— START OF RECORDS SHOWN —

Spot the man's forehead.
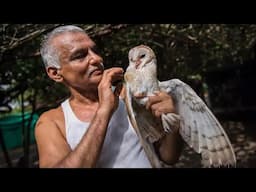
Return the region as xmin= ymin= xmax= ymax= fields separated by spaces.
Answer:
xmin=52 ymin=32 xmax=95 ymax=49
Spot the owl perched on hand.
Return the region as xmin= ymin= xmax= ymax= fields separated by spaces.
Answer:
xmin=124 ymin=45 xmax=236 ymax=167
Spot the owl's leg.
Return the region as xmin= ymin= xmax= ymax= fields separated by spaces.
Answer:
xmin=161 ymin=113 xmax=180 ymax=133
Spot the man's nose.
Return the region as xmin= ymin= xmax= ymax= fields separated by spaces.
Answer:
xmin=89 ymin=50 xmax=103 ymax=64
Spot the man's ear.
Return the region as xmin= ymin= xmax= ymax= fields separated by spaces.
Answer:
xmin=46 ymin=67 xmax=63 ymax=82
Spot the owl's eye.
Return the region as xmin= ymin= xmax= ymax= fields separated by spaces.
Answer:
xmin=140 ymin=54 xmax=146 ymax=59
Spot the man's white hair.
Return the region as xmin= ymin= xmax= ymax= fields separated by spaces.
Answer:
xmin=40 ymin=25 xmax=85 ymax=69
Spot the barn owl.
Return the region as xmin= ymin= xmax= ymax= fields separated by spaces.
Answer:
xmin=124 ymin=45 xmax=236 ymax=168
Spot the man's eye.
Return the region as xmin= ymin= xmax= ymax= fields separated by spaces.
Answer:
xmin=91 ymin=47 xmax=100 ymax=55
xmin=140 ymin=54 xmax=146 ymax=59
xmin=74 ymin=54 xmax=85 ymax=59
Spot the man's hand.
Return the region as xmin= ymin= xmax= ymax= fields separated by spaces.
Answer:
xmin=98 ymin=67 xmax=124 ymax=113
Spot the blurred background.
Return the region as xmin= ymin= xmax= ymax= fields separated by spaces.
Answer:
xmin=0 ymin=24 xmax=256 ymax=168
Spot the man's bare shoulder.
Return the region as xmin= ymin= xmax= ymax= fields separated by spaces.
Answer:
xmin=38 ymin=106 xmax=64 ymax=122
xmin=36 ymin=106 xmax=65 ymax=134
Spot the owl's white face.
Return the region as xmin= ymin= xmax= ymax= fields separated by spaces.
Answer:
xmin=128 ymin=45 xmax=156 ymax=69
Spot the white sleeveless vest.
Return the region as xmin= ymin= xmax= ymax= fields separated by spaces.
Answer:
xmin=61 ymin=99 xmax=152 ymax=168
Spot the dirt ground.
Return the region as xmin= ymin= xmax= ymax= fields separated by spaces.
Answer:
xmin=174 ymin=121 xmax=256 ymax=168
xmin=0 ymin=121 xmax=256 ymax=168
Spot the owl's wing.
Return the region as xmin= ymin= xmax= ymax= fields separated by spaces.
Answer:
xmin=123 ymin=83 xmax=168 ymax=168
xmin=160 ymin=79 xmax=236 ymax=167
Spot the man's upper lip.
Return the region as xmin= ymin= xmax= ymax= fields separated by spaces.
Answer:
xmin=89 ymin=68 xmax=103 ymax=75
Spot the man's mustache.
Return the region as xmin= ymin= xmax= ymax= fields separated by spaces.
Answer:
xmin=86 ymin=63 xmax=104 ymax=76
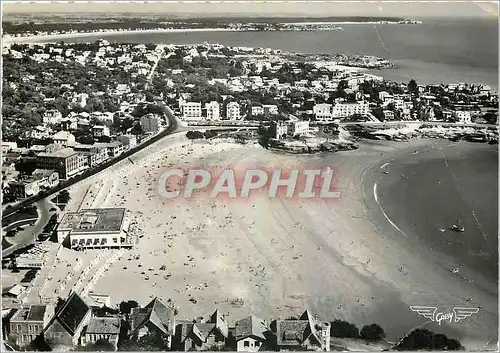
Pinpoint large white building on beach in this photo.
[181,102,201,120]
[205,101,220,120]
[57,208,136,249]
[332,102,370,118]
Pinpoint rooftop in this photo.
[87,317,120,335]
[235,316,268,340]
[56,293,90,335]
[11,305,47,322]
[58,208,125,233]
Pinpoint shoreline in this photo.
[2,21,414,44]
[2,28,242,44]
[28,136,496,348]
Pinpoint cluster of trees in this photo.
[330,320,385,341]
[2,51,136,140]
[395,329,464,351]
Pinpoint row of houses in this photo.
[4,292,330,352]
[313,101,370,122]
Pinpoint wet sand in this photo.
[33,135,497,348]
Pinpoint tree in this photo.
[395,328,463,351]
[330,320,359,338]
[58,190,71,203]
[360,324,385,341]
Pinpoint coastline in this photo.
[2,21,414,44]
[2,28,243,44]
[30,135,497,349]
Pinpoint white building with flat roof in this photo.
[313,103,332,121]
[332,102,369,118]
[57,208,137,249]
[141,114,161,133]
[288,120,309,136]
[226,102,240,120]
[181,102,201,120]
[454,110,472,124]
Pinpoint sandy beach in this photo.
[30,134,497,349]
[2,28,240,44]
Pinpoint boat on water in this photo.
[451,218,465,233]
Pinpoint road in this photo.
[334,121,498,128]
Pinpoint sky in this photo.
[2,0,498,18]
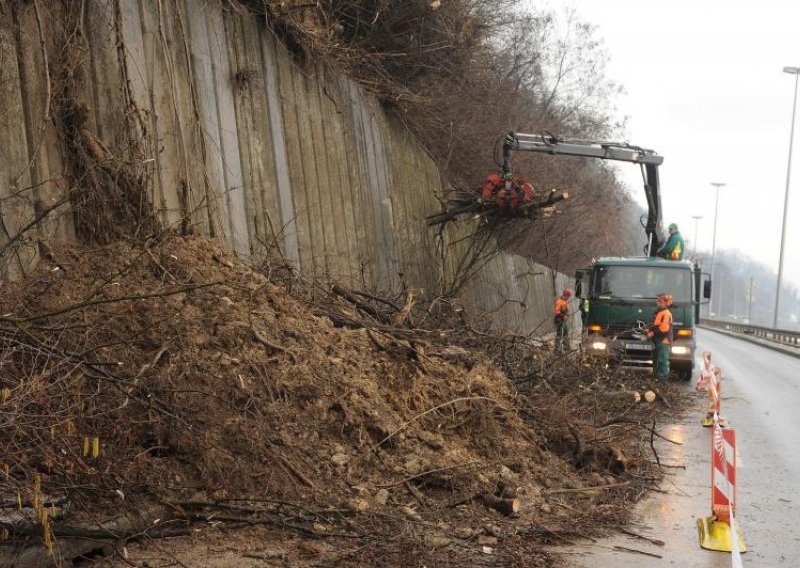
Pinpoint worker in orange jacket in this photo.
[553,288,572,352]
[647,294,672,382]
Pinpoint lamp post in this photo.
[692,215,703,260]
[772,67,800,329]
[708,181,727,318]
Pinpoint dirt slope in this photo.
[0,237,676,566]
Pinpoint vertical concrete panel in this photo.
[301,65,340,279]
[140,0,188,228]
[160,0,208,235]
[9,3,75,246]
[309,65,351,281]
[259,27,300,265]
[289,66,329,278]
[318,73,360,286]
[226,14,284,258]
[184,0,228,246]
[83,0,127,155]
[350,86,399,292]
[0,6,34,279]
[270,46,316,275]
[206,6,251,257]
[338,77,377,289]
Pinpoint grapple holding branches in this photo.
[427,172,569,229]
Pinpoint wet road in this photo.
[570,330,800,568]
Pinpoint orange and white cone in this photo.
[696,351,725,427]
[697,422,747,556]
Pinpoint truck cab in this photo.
[576,257,711,380]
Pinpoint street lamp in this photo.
[772,67,800,329]
[708,181,727,318]
[692,215,703,260]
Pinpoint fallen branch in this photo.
[250,327,297,364]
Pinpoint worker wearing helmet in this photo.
[647,294,672,383]
[656,223,686,260]
[553,288,572,352]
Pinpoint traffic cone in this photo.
[697,423,747,554]
[696,351,725,428]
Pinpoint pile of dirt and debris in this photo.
[0,237,688,566]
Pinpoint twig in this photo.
[368,396,500,452]
[250,327,297,364]
[614,546,663,558]
[619,528,664,546]
[19,280,224,322]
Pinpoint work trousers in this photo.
[555,321,570,352]
[653,341,670,382]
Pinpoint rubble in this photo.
[0,236,692,566]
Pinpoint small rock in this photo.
[402,507,422,521]
[375,489,389,505]
[428,535,452,548]
[453,527,475,540]
[417,430,444,450]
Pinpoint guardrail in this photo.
[700,319,800,347]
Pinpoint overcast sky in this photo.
[531,0,800,286]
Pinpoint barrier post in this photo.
[697,415,747,558]
[696,351,725,428]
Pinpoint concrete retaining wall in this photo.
[0,0,567,333]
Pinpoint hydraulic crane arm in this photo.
[503,132,664,256]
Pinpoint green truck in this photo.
[503,132,711,380]
[575,257,710,380]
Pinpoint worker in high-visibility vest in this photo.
[553,288,572,352]
[580,298,589,331]
[647,294,672,382]
[657,223,686,260]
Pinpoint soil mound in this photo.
[0,237,676,565]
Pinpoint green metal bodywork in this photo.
[584,257,699,377]
[587,257,695,329]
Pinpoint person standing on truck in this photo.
[656,223,686,260]
[553,288,572,353]
[647,294,672,383]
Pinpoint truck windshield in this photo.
[594,266,692,302]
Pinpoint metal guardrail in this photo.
[700,319,800,347]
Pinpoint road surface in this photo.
[570,330,800,568]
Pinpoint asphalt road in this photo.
[569,330,800,568]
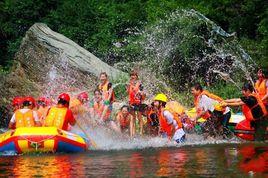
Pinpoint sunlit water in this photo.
[0,143,268,177]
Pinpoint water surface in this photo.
[0,143,268,177]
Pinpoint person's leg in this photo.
[137,111,143,135]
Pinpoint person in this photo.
[12,96,23,112]
[37,97,50,123]
[69,92,89,118]
[127,71,145,135]
[254,69,268,109]
[8,96,41,129]
[43,93,76,130]
[146,102,159,136]
[89,89,118,131]
[154,93,185,143]
[222,83,267,141]
[116,105,134,137]
[98,72,115,120]
[191,83,231,136]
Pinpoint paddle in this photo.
[76,121,98,148]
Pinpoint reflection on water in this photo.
[0,144,268,177]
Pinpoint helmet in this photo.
[58,93,70,102]
[154,93,168,103]
[12,96,23,106]
[77,92,88,100]
[23,96,35,106]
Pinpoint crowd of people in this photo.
[9,69,268,143]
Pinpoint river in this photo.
[0,143,268,177]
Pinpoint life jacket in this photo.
[99,81,115,104]
[194,90,224,119]
[158,109,182,137]
[165,101,185,128]
[242,93,267,121]
[44,107,68,129]
[255,79,268,104]
[15,109,35,128]
[93,100,111,121]
[37,106,49,121]
[128,81,145,105]
[118,111,130,128]
[69,98,86,116]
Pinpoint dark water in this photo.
[0,144,268,177]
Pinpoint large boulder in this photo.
[16,23,125,95]
[0,23,125,125]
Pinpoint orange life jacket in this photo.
[117,111,130,128]
[99,81,115,103]
[194,90,223,119]
[158,109,182,137]
[255,79,268,104]
[37,106,49,121]
[242,93,267,120]
[128,81,145,105]
[93,101,111,121]
[44,106,68,129]
[15,109,35,128]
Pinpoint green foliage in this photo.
[0,0,268,71]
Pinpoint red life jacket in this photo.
[194,90,223,119]
[99,81,115,103]
[255,79,268,104]
[242,93,267,121]
[118,111,130,128]
[15,109,35,128]
[128,81,145,105]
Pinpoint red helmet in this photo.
[77,92,88,100]
[12,96,23,106]
[23,96,35,106]
[58,93,70,102]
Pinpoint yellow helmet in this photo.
[154,93,168,103]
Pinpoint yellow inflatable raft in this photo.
[0,127,88,153]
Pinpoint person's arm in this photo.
[221,98,245,106]
[33,111,42,127]
[261,80,268,101]
[66,109,76,126]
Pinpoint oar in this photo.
[76,122,98,148]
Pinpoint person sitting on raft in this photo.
[37,97,50,123]
[116,105,134,137]
[127,71,145,135]
[12,96,23,112]
[8,97,41,129]
[222,83,267,141]
[89,89,116,130]
[255,69,268,110]
[43,93,76,130]
[191,83,231,136]
[69,92,89,118]
[154,93,185,143]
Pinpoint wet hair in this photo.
[100,72,108,77]
[242,83,254,92]
[58,98,69,105]
[192,83,203,91]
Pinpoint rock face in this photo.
[0,23,125,125]
[16,23,125,94]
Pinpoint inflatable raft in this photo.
[0,127,88,154]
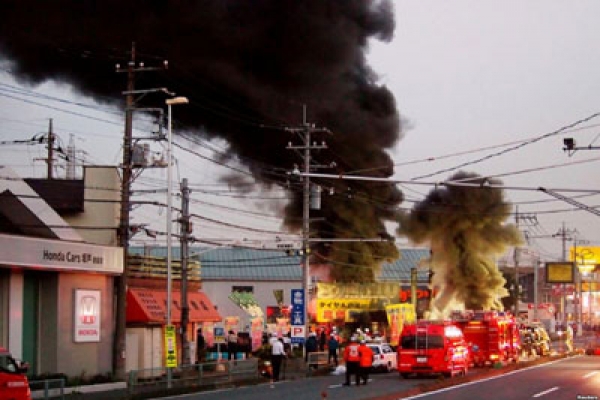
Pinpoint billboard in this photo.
[546,262,575,283]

— END OF RECORDS SHOWN —

[PROBLEM STATEMENT] Copy the entries word for word, from the first line of the entries up to and including the line with "xmin=36 ymin=106 xmax=65 ymax=134". Leave the pictures out of your copy.

[WRITTEN ANSWER]
Spot the man's forehead.
Return the region as xmin= ymin= xmax= ymax= fields separated by spaces.
Answer:
xmin=52 ymin=32 xmax=95 ymax=49
Spot the owl perched on hand.
Return the region as xmin= ymin= xmax= ymax= fields separated by spaces.
Answer:
xmin=124 ymin=45 xmax=236 ymax=167
Spot the owl's leg.
Return the region as xmin= ymin= xmax= ymax= fields separated by spaces.
Answer:
xmin=161 ymin=113 xmax=180 ymax=133
Spot the man's nose.
Return the region as xmin= ymin= xmax= ymax= fields separated by spaces.
Answer:
xmin=89 ymin=50 xmax=103 ymax=64
Spot the man's ear.
Return the region as xmin= ymin= xmax= ymax= fields separated by spaces.
Answer:
xmin=46 ymin=67 xmax=63 ymax=82
Spot the owl's eye.
Return the region as xmin= ymin= xmax= ymax= fields separated by spaces.
Answer:
xmin=140 ymin=54 xmax=146 ymax=59
Spot the man's white hair.
Return the region as xmin= ymin= xmax= ymax= fields separated by spaces.
Answer:
xmin=40 ymin=25 xmax=85 ymax=69
Spot the barn owl.
Return the region as xmin= ymin= xmax= ymax= fields separated by spaces.
Answer:
xmin=124 ymin=45 xmax=236 ymax=168
Spot the man's eye.
Return the region as xmin= ymin= xmax= ymax= fields separated by spaces.
Answer:
xmin=91 ymin=47 xmax=100 ymax=55
xmin=140 ymin=54 xmax=146 ymax=59
xmin=74 ymin=54 xmax=85 ymax=59
Spot the man's hand.
Return the region as xmin= ymin= xmax= ymax= fields separated by spaces.
Answer:
xmin=98 ymin=67 xmax=124 ymax=113
Spot the blurred background.
Return the region as xmin= ymin= xmax= ymax= fields separated by spaces.
Answer:
xmin=0 ymin=24 xmax=256 ymax=168
Spot the man's bare shoulder.
Return the region as xmin= ymin= xmax= ymax= fields separated by spaces.
Answer:
xmin=38 ymin=106 xmax=64 ymax=122
xmin=36 ymin=106 xmax=65 ymax=134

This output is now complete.